(Dataset records)

********

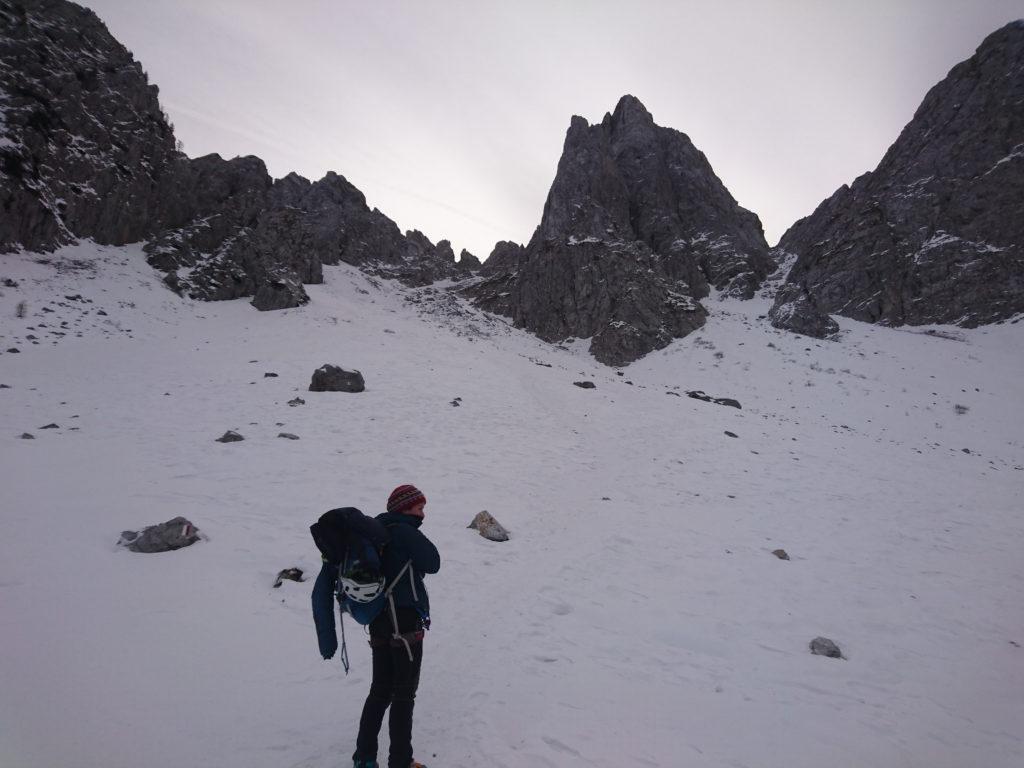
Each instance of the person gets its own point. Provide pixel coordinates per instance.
(396, 638)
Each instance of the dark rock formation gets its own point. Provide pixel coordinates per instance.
(85, 152)
(467, 261)
(166, 537)
(330, 378)
(290, 574)
(936, 232)
(83, 141)
(796, 310)
(635, 229)
(700, 395)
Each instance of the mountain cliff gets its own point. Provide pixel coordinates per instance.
(635, 230)
(86, 152)
(936, 232)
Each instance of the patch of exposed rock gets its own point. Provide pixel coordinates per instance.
(166, 537)
(330, 378)
(636, 228)
(936, 232)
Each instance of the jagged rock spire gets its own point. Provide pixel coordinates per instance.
(936, 232)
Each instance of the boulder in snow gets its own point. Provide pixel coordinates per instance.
(488, 527)
(822, 646)
(330, 378)
(293, 574)
(166, 537)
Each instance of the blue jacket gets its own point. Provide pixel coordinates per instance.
(408, 544)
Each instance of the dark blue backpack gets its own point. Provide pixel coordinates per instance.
(352, 543)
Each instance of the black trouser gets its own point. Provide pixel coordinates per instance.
(394, 683)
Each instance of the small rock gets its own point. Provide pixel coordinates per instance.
(822, 646)
(489, 527)
(330, 378)
(292, 574)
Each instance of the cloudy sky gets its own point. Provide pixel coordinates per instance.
(450, 116)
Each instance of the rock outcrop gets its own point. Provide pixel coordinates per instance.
(936, 232)
(86, 152)
(83, 140)
(636, 228)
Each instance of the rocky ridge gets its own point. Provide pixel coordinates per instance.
(86, 152)
(936, 232)
(635, 230)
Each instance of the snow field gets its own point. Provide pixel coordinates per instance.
(637, 615)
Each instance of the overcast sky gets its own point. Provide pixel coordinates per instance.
(451, 116)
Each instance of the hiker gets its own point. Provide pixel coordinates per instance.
(397, 650)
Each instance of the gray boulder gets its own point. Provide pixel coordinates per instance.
(935, 233)
(330, 378)
(488, 527)
(796, 310)
(166, 537)
(822, 646)
(280, 293)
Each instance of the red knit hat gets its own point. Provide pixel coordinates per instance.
(404, 498)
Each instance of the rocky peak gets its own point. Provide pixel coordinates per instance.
(635, 229)
(936, 232)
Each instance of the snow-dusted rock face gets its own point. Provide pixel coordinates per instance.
(636, 227)
(936, 232)
(85, 152)
(83, 140)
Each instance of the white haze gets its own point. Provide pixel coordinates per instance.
(451, 116)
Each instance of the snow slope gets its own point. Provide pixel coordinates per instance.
(637, 616)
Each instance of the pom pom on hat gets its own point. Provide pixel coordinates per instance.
(404, 498)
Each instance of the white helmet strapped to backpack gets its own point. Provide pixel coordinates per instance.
(359, 586)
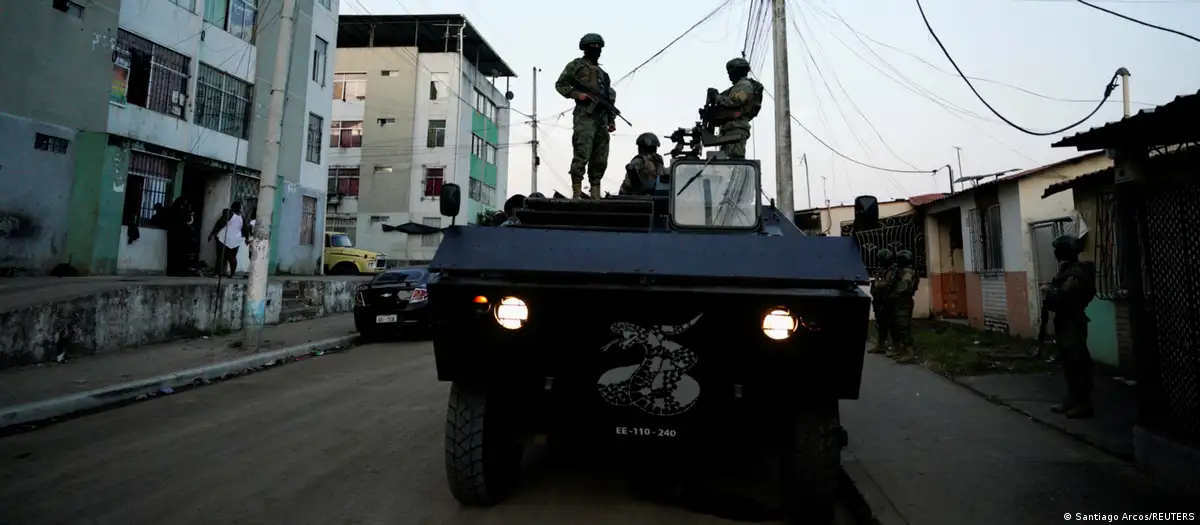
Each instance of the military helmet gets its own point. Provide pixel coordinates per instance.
(647, 140)
(591, 40)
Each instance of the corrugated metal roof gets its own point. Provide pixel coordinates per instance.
(1183, 106)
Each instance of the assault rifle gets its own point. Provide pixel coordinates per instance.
(600, 100)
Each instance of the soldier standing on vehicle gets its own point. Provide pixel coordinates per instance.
(593, 124)
(880, 289)
(645, 169)
(904, 288)
(739, 104)
(1068, 295)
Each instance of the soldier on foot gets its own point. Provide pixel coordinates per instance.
(736, 107)
(880, 290)
(904, 288)
(1068, 295)
(592, 124)
(645, 169)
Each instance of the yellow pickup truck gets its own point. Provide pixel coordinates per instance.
(343, 259)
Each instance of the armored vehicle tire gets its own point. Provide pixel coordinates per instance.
(483, 448)
(810, 465)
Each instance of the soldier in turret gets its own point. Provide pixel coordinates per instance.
(592, 122)
(880, 289)
(738, 104)
(1068, 295)
(645, 169)
(904, 289)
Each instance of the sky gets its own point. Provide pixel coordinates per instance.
(865, 78)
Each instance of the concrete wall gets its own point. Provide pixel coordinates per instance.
(100, 323)
(36, 197)
(58, 65)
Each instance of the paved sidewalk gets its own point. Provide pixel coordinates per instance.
(93, 375)
(927, 451)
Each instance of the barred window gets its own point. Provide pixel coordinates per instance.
(149, 76)
(222, 102)
(148, 187)
(346, 133)
(316, 131)
(307, 221)
(343, 181)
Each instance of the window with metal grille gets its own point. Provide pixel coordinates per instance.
(49, 143)
(149, 76)
(987, 239)
(437, 136)
(222, 102)
(349, 86)
(343, 181)
(316, 131)
(346, 133)
(307, 221)
(148, 187)
(1109, 283)
(319, 59)
(431, 240)
(433, 179)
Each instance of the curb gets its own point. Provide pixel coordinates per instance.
(31, 412)
(873, 505)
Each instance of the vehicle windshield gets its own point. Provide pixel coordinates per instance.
(724, 195)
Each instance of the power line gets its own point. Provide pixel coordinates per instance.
(1137, 20)
(1108, 90)
(839, 152)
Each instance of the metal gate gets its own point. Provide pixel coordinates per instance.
(895, 233)
(1045, 266)
(1170, 228)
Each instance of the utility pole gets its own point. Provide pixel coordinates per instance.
(808, 182)
(533, 183)
(255, 311)
(783, 114)
(959, 151)
(1125, 89)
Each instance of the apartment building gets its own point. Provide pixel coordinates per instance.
(415, 106)
(149, 101)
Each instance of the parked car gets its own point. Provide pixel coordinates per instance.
(394, 301)
(343, 259)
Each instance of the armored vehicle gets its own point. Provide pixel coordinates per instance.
(691, 319)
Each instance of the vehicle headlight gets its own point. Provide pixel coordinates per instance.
(511, 313)
(779, 324)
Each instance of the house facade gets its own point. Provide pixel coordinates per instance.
(415, 106)
(989, 246)
(160, 100)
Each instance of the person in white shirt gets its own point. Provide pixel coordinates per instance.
(228, 235)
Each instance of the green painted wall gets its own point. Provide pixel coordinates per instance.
(1102, 331)
(95, 219)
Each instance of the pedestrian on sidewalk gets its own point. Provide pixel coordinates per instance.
(1068, 296)
(229, 236)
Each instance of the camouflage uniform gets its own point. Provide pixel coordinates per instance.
(880, 289)
(592, 126)
(645, 169)
(1068, 296)
(744, 98)
(904, 288)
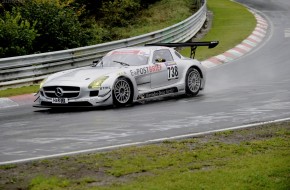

********

▶ WHAT TO DO:
Write out the entries again, word for word. No images.

▶ YOUR SOLUTION:
Each instance of the person gets its own point. Provide pixel coordinates per instance.
(396, 638)
Each instance of the dark rock formation gets its own point. Provide pixel coordinates per instance.
(85, 152)
(467, 261)
(166, 537)
(330, 378)
(290, 574)
(936, 232)
(83, 141)
(796, 310)
(635, 229)
(700, 395)
Each instance of the mountain cliff gets its own point. Provide pixel coordinates per instance.
(635, 230)
(86, 152)
(936, 232)
Each instance of the patch of exposed rock gets its own point. Provide pixel coordinates per instance.
(166, 537)
(330, 378)
(636, 228)
(936, 232)
Each instance of the jagged rock spire gets its own point. Provide pixel coordinates per instance.
(936, 232)
Each instance of the boulder in snow gets its own point. Provide pixel coordinates per instance.
(488, 527)
(822, 646)
(330, 378)
(293, 574)
(166, 537)
Each instance of the blue jacket gets its own point. Provide pixel coordinates per instance.
(408, 544)
Each instance of the dark blue backpack gets its own point. Provide pixel coordinates per instance.
(352, 543)
Each instance of the black trouser gets its own point. Provide pixel coordinates per instance.
(394, 683)
Each instance of the small rock gets its own point. Provide pixel coordinates per instance.
(822, 646)
(489, 527)
(330, 378)
(292, 574)
Each instance of the cloudy sky gets its own point. Provide pixel coordinates per instance.
(450, 116)
Each instance of the rock outcrop gets its own point. Provide pixel coordinates per instance.
(936, 232)
(86, 152)
(83, 140)
(636, 228)
Each instance of the rocky ridge gets its own point. Provide pixel coordinates per instance.
(86, 152)
(936, 232)
(635, 230)
Each instance of the snow field gets its own point. Provide pixel coordinates per instance.
(637, 615)
Each instance of the overcast sky gets its own point. Provide pixel coordinates per instance.
(451, 116)
Each instance of the hiker gets its own point. Provide pixel coordinates per instance.
(397, 650)
Each instance of the gray boulder gets its own point. Provide pixel coordinates per instance.
(935, 233)
(330, 378)
(488, 527)
(796, 310)
(166, 537)
(822, 646)
(280, 293)
Each instance of the red knit hat gets its own point. Provide pixel coordinates per instance.
(404, 498)
Each instance of the rocky peak gets its own point. Provide pixel coordinates per instance.
(635, 229)
(936, 232)
Each instance of the snow-dusted rock face gets its own point. Provide pixel coordinates per instance.
(636, 227)
(936, 232)
(85, 152)
(83, 140)
Each instance of the white haze gets its own point. Provide pixel coordinates per instance.
(451, 116)
Each instance of the snow slope gets its own point. Provide pixel coordinates per instance.
(637, 616)
Each instance of the pom pom on hat gets its own point. Provide pixel coordinates per instance.
(404, 498)
Each instance of the white helmet strapped to backpack gets its own point. Provide pixel coordinates per instance.
(359, 586)
Each instance of the military helmet gets its own point. Provide pixel coordinates per instance.
(647, 140)
(591, 40)
Each instance of the corrugated metal roof gets its own point. Provide pixel coordinates per instance.
(1183, 106)
Each instance of the assault rifle gets its own point. Provide pixel coordinates per instance.
(600, 100)
Each instance of the soldier standing on vehicle gets its own point. Provide pixel coordinates per instance.
(593, 124)
(880, 289)
(645, 169)
(904, 288)
(739, 104)
(1068, 295)
Each instance of the soldier on foot gets its own point. Provide pixel coordinates per instance.
(736, 107)
(880, 290)
(904, 288)
(1068, 295)
(592, 124)
(645, 169)
Each instance of the yellow pickup truck gets its own point. Provide pixel coordinates per instance.
(343, 259)
Each instance of the armored vehicle tire gets its own point. Provide pixel coordinates per instance.
(483, 448)
(810, 465)
Each instance of the soldier in turret gets its own point. Provide pixel coordinates per instance.
(592, 122)
(880, 289)
(738, 104)
(1068, 295)
(645, 169)
(904, 289)
Each instance of the sky gets its own point. Provide pixel coordinates per instance.
(865, 78)
Each instance of the concrete wall gets its own point. Provide pixel coordinates per instance.
(100, 323)
(36, 197)
(58, 65)
Each instance of the paved sidewalk gets its own point. Provide pixel coordinates per instance.
(93, 375)
(927, 451)
Each instance of the barred window gets its own point. Provide pixel coordinates per instance.
(149, 76)
(222, 102)
(148, 187)
(346, 133)
(316, 131)
(307, 221)
(343, 181)
Each instance of the window with metal grille gets its own point. Provide pixel coordinates per instance.
(49, 143)
(149, 76)
(987, 239)
(437, 136)
(222, 102)
(349, 86)
(343, 181)
(316, 131)
(346, 133)
(307, 221)
(148, 187)
(1109, 283)
(319, 59)
(431, 240)
(433, 179)
Each instance of the curb gets its own point. Provide pixel coordinates per instance.
(31, 412)
(873, 505)
Each instance of the vehicle windshield gets its own point. Provide pixel coordinates per instance.
(724, 195)
Each instance of the power line gets its own point. Provide pixel coordinates per instance.
(1137, 20)
(1108, 90)
(839, 152)
Each instance of the metal gate gets its own point. Provide pixel coordinates per instance.
(895, 233)
(1045, 266)
(1170, 228)
Each instance of the utility pole gets its own point. Provide pixel coordinates per instance.
(808, 182)
(533, 183)
(255, 311)
(783, 114)
(959, 151)
(1125, 89)
Each instance of the apartment building gets its own point. Provide pixel coordinates per instance.
(415, 106)
(149, 101)
Each instance of the parked car gets its own point. Provide pixel coordinates per instance.
(394, 301)
(343, 259)
Each instance of the armored vehicle gets its own point. Provide pixel coordinates per instance.
(691, 319)
Each instance of the vehicle headlight gets its own point. Provide pixel coordinates per instance.
(511, 313)
(779, 324)
Each instance of the house facade gets its own point. Provide pixel coordinates per instance.
(415, 106)
(989, 246)
(160, 100)
Each instance of the person in white shirt gets its own point. Provide pixel coordinates per instance.
(228, 235)
Each instance of the green painted wall gets its own point. Provide pixel coordinates per instance.
(1102, 331)
(95, 219)
Each instance of the pedestrian on sidewalk gets its own point. Provide pixel coordinates per instance.
(1068, 296)
(229, 236)
Each instance of the camouflage uniform gets its own point. Provide pixel coordinates per instance.
(880, 289)
(592, 126)
(645, 169)
(1068, 296)
(744, 98)
(904, 288)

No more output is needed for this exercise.